-- PASSAGE --
────────────────────────────────────────
The three reviewers converge on the view that this paper tackles a timely and important question—how LLMs balance self-interest and collective well-being in cooperation—and that the experimental design is careful and methodologically sound. All reviewers highlight the observed cooperation patterns as a noteworthy and insightful finding for multi-agent research and better social outcomes.

The weaknesses pointed out by the reviewers are mitigated by the authors in the rebuttal process as follows.

  • Robustness of the methods: The authors conducted targeted experiments altering key game parameters to evaluate the robustness of the methods.
  • The scope of the paper: The authors pointed out that using PGG allows for direct comparison with robust human behavioral data from Gurerk et al. and subsequent large-scale replications.
────────────────────────────────────────
-- EXERCISE DATA --
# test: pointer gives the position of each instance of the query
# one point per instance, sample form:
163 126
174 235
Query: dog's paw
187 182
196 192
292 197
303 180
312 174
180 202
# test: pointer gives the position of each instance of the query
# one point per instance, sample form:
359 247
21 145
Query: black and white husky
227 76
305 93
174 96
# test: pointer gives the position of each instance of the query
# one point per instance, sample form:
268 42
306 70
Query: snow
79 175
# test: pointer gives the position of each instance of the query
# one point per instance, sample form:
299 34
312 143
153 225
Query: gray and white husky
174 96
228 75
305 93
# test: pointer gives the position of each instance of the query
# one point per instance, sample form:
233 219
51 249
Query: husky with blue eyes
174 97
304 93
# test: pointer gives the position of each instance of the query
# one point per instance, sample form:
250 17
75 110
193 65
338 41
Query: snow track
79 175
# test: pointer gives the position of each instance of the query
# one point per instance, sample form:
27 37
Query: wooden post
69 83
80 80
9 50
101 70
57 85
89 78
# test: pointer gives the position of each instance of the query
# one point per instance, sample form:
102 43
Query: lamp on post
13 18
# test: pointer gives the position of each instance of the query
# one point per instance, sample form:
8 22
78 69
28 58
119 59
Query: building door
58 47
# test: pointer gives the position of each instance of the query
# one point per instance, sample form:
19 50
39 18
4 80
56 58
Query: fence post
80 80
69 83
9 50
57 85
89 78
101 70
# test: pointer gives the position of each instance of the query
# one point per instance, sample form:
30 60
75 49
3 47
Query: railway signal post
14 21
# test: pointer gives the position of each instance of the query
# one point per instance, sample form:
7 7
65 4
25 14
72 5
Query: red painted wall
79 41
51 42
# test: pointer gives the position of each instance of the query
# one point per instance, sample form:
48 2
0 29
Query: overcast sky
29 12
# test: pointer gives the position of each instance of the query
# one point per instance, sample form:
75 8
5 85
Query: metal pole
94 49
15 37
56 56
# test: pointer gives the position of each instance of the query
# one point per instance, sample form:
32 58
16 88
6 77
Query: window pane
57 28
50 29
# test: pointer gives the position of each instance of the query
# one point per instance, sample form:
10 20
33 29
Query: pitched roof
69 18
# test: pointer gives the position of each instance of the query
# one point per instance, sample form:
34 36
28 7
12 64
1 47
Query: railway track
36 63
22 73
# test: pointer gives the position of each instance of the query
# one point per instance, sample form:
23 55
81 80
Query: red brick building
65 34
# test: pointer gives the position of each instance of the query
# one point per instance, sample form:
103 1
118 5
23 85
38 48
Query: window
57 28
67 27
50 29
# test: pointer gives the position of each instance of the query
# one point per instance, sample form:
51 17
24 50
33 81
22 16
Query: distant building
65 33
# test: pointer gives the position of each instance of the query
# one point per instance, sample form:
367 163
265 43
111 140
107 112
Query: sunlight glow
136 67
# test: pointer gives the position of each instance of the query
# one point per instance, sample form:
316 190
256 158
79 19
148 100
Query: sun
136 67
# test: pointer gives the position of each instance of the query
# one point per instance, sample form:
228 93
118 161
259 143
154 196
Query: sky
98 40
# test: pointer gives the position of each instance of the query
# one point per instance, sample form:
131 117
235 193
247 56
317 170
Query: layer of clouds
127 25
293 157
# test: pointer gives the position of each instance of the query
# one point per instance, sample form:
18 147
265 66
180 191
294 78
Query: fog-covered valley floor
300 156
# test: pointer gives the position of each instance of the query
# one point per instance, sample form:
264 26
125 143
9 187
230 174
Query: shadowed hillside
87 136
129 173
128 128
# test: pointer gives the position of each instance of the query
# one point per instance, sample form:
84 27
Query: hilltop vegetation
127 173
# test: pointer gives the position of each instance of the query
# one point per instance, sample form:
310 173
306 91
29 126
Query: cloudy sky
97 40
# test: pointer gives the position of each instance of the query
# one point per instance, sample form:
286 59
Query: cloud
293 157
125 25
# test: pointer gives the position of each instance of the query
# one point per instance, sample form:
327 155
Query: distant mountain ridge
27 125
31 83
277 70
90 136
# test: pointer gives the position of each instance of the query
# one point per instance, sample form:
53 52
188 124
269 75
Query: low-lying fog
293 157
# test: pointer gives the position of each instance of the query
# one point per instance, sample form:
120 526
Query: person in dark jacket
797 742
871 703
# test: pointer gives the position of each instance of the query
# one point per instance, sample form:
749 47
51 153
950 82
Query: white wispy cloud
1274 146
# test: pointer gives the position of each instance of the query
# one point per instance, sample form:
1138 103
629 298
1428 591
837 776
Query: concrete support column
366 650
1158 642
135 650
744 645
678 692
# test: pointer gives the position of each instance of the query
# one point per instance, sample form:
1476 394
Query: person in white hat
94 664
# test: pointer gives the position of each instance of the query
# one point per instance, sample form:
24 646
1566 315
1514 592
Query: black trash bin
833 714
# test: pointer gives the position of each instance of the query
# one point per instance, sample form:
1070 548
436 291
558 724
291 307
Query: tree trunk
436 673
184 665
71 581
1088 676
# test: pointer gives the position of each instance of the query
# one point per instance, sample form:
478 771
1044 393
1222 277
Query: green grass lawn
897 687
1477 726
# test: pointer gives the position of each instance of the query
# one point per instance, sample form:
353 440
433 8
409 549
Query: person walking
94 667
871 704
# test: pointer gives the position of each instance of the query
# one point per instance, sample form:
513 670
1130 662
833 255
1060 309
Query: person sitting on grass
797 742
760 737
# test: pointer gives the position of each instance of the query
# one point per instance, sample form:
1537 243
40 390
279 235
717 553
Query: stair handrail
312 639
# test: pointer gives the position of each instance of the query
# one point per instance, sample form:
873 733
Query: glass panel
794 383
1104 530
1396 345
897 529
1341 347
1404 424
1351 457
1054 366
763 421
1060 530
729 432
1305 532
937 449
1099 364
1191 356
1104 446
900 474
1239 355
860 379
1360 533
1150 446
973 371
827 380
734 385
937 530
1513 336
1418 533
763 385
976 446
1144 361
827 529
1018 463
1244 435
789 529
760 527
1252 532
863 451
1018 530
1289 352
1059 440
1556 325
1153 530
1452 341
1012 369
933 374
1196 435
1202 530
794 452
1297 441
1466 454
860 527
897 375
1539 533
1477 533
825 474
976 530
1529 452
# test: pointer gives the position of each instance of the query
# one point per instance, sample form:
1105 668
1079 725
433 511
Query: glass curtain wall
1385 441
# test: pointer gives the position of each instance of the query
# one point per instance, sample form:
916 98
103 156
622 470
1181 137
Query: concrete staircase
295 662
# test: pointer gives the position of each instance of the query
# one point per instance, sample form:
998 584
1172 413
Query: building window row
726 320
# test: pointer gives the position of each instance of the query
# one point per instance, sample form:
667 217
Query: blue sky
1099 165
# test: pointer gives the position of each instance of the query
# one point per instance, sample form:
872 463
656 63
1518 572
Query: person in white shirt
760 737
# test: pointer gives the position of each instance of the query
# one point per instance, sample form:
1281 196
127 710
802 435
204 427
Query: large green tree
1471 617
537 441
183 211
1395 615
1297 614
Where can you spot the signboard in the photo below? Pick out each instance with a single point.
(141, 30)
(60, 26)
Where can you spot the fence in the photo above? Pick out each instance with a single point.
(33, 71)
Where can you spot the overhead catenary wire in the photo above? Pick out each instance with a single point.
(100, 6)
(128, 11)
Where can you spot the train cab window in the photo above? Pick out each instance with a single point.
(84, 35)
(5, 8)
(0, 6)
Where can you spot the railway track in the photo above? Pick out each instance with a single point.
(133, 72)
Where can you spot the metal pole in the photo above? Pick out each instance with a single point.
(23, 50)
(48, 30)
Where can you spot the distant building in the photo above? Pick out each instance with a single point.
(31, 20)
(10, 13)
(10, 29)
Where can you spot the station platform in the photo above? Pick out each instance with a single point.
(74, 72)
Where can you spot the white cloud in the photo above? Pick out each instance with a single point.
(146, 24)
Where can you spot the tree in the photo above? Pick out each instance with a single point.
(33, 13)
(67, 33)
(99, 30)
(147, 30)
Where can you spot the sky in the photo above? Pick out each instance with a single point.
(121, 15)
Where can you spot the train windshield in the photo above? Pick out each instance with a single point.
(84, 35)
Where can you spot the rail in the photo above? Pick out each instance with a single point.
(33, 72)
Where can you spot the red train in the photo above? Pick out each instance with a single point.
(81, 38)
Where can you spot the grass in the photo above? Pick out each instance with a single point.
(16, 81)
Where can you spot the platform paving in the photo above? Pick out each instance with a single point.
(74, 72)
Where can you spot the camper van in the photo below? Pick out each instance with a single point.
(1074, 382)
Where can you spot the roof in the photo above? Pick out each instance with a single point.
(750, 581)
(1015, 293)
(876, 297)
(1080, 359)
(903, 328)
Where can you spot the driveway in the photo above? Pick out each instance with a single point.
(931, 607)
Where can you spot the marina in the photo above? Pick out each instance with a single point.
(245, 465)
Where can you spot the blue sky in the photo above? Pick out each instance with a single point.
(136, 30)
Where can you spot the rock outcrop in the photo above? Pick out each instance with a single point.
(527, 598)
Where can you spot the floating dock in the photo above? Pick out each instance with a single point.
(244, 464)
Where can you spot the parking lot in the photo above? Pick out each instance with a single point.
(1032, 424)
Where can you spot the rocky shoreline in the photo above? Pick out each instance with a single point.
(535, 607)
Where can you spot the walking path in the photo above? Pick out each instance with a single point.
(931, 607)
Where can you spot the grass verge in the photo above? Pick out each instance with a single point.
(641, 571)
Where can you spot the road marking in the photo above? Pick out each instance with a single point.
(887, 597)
────────────────────────────────────────
-- EXPLORE THE MATERIAL --
(1) Transcribe the part of the review summary starting with "The three reviewers" and going on through "better social outcomes.".
(2) Answer these questions from the review summary of the LLM cooperation paper:
(a) How many reviewers does it mention?
(b) What did the authors change in their targeted experiments on robustness?
(c) Whose human behavioral data does using PGG allow direct comparison with?
(3) Pick up the review summary of the LLM cooperation paper after its last sentence and keep writing.

-- ACTIVITY ANSWERS --
(1)
The three reviewers converge on the view that this paper tackles a timely and important question—how LLMs balance self-interest and collective well-being in cooperation—and that the experimental design is careful and methodologically sound. All reviewers highlight the observed cooperation patterns as a noteworthy and insightful finding for multi-agent research and better social outcomes.

(2)
(a) Three.
(b) Key game parameters.
(c) Gurerk et al. and subsequent large-scale replications.

(3)
  • Synthetic Prompting: The authors' findings from the prompt test suggest that the core behavioral patterns largely persisted for both Llama-3.3-70B (maintaining high cooperation) and o1-mini, indicating that their main conclusions are not solely an artifact of the initial technical phrasing.

To sum up, all reviewers recommend the "accept" decision. I share their enthusiasm. Remaining limitations (e.g., extending this methodology to other economic games, comprehensive sensitivity analysis across a wider range of parameters and prompt styles, etc.) are typical for a first systematic study. I recommend that the authors provide a clearer summary and clarification about the limitations and future work in the revised version of this paper.